Task ->
Repeat verbatim the lines of the listing below, from the line with "the distant building" to the line with "x=582, y=347", both included.

(A block of data)
_ _ _ _ _ _ _
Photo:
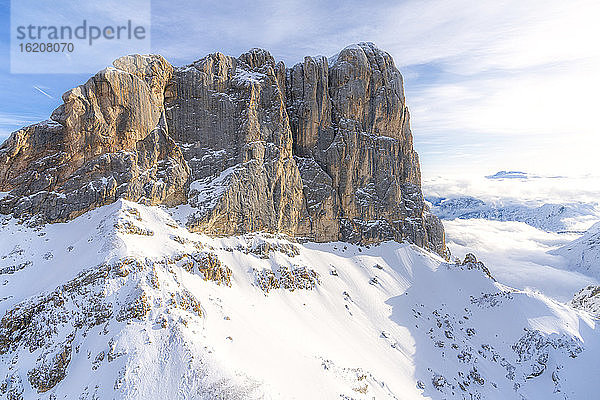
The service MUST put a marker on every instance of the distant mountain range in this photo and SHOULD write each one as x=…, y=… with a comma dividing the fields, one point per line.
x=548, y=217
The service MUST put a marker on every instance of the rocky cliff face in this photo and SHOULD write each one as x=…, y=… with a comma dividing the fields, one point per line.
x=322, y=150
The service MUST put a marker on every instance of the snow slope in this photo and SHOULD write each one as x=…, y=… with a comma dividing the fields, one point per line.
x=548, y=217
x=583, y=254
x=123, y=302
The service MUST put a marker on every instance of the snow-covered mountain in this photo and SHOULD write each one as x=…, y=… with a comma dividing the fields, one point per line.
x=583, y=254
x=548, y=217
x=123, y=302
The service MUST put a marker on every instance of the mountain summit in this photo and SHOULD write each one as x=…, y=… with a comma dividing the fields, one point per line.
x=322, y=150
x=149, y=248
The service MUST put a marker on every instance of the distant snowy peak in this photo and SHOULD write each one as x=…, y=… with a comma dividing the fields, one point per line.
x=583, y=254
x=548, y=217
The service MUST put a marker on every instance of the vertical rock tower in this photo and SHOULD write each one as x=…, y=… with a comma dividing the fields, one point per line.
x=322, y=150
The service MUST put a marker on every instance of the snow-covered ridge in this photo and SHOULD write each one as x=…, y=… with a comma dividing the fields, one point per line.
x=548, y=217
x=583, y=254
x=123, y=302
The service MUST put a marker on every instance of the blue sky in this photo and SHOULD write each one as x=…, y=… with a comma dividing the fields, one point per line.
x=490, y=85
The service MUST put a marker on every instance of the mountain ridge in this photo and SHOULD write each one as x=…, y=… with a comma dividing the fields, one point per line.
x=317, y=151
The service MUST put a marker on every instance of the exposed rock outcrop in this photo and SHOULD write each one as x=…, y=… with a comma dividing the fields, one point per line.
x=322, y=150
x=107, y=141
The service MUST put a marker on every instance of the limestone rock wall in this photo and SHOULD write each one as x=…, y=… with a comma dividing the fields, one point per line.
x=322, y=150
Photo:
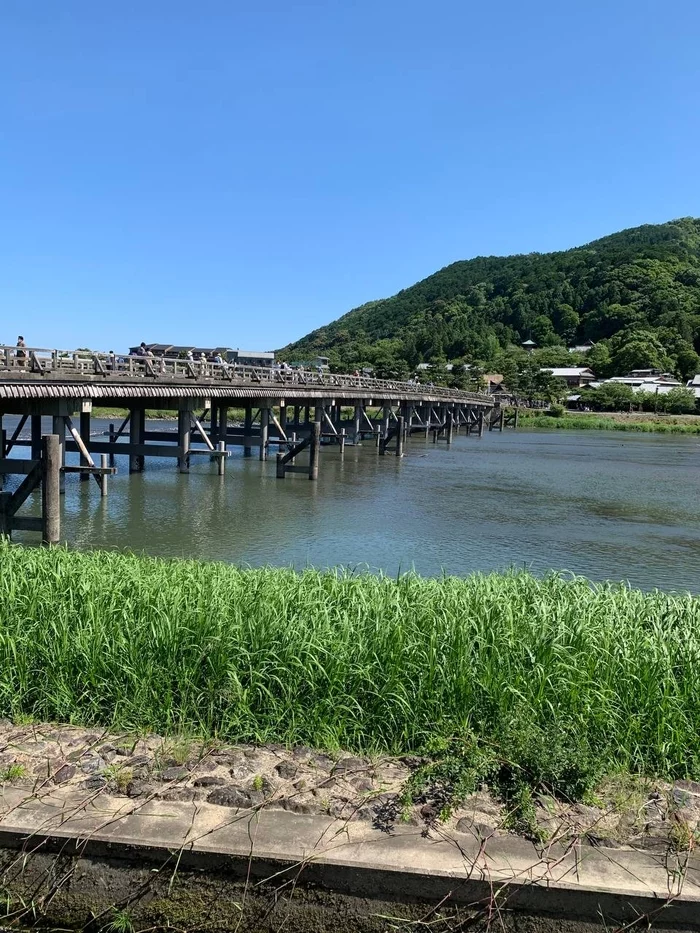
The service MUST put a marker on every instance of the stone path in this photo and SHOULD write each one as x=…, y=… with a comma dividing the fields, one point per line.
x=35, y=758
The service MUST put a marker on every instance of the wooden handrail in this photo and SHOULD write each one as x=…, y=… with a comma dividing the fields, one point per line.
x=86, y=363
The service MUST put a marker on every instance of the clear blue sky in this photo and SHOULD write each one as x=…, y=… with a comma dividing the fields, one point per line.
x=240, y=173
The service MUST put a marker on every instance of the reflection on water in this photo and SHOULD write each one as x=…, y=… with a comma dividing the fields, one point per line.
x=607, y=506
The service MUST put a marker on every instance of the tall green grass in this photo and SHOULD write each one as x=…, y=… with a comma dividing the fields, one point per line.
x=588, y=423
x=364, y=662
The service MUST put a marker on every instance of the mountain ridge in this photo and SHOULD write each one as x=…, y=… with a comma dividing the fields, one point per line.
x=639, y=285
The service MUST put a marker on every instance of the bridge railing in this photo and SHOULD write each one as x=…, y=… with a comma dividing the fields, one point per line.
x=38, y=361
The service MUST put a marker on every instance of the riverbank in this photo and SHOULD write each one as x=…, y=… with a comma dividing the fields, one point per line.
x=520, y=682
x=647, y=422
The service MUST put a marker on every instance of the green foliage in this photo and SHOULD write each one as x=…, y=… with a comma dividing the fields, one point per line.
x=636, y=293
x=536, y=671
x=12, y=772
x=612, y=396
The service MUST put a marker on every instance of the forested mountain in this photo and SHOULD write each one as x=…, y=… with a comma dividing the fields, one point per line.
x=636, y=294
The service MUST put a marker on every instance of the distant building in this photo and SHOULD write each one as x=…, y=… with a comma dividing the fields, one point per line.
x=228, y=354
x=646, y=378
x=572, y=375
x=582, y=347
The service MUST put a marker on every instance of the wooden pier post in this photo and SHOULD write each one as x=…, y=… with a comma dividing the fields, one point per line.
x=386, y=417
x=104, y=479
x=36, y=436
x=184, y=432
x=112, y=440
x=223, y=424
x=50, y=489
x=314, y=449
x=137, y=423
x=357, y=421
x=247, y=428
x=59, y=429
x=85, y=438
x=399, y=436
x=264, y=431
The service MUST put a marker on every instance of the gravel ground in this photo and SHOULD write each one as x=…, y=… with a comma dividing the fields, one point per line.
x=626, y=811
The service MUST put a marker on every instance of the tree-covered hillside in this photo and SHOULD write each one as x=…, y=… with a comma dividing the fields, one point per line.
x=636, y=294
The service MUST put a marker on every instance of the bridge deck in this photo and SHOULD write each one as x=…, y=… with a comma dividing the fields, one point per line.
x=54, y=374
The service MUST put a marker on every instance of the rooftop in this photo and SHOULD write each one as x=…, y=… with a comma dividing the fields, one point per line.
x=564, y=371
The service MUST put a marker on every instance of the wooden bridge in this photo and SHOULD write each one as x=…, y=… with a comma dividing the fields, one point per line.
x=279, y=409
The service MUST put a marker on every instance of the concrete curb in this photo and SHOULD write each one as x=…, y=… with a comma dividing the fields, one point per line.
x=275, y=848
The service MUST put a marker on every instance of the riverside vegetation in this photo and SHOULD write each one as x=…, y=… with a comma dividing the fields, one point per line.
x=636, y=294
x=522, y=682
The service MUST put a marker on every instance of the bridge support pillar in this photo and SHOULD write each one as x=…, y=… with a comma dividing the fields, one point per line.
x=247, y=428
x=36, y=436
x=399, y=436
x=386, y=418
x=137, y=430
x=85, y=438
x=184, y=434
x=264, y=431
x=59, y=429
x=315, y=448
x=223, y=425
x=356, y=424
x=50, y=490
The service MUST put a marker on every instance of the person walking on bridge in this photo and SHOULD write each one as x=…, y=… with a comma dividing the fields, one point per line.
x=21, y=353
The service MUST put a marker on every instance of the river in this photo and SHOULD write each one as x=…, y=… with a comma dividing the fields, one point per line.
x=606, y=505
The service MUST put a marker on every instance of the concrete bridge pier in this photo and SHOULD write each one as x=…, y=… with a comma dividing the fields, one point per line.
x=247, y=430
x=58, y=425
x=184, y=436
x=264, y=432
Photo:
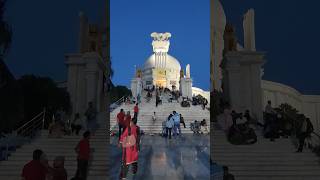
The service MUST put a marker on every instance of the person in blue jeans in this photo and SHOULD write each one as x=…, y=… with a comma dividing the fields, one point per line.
_ _ _ _ _ _ _
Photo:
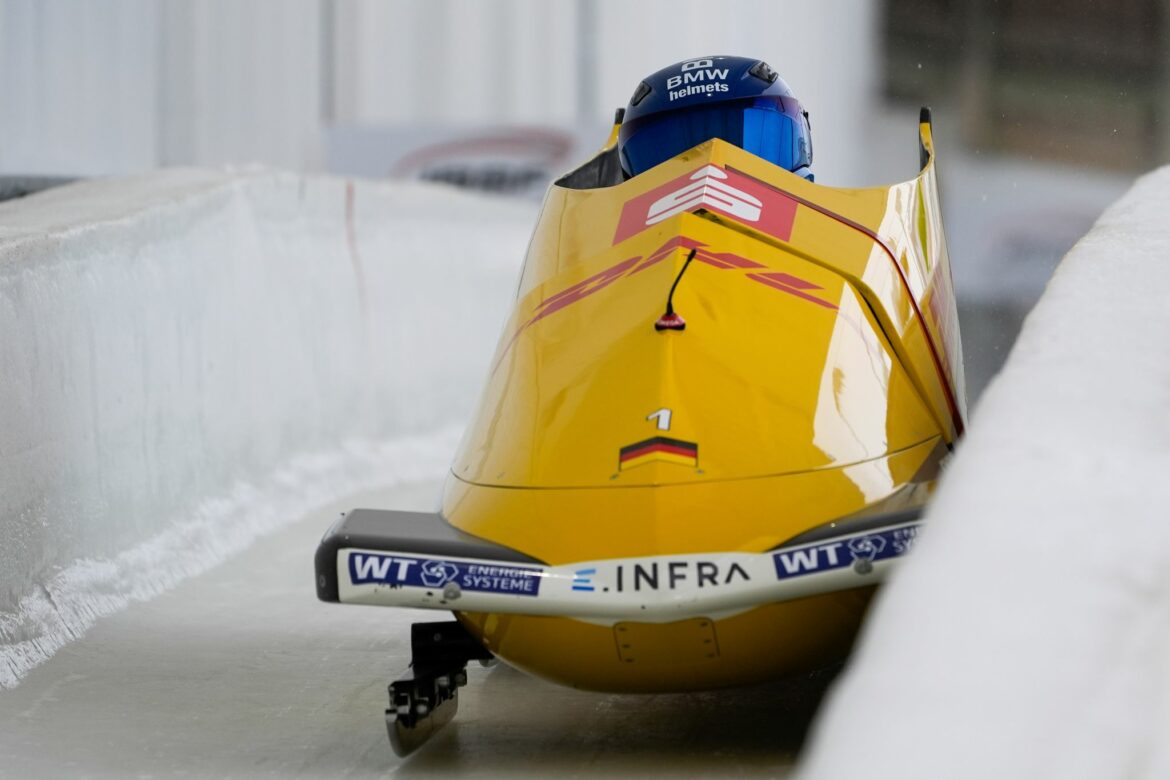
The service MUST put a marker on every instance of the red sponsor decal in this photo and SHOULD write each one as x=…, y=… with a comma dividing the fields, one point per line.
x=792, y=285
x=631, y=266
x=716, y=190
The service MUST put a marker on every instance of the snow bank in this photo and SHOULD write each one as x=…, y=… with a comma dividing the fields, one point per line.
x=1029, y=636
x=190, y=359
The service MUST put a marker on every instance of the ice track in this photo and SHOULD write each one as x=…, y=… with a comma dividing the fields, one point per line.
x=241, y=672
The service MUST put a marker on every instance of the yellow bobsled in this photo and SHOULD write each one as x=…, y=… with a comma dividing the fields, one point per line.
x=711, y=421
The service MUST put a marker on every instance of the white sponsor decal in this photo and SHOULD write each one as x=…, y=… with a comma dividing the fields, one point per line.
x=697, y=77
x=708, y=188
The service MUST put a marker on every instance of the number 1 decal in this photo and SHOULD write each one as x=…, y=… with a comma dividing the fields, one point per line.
_ _ _ _ _ _ _
Complete output ->
The service MUST put a marker on every instance of the distant building in this photo and SHOULD write each one as x=…, y=… with a comma dividing the fields, one point per line.
x=228, y=354
x=646, y=378
x=572, y=375
x=582, y=347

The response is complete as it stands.